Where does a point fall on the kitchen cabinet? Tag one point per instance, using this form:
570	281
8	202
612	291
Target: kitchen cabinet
####################
### [Instructions for the task]
Show each line of the data that contains the string "cabinet".

### [Response to the task]
Where does a point fall on the kitchen cabinet? Tag one point per instance, using this form:
Target: kitchen cabinet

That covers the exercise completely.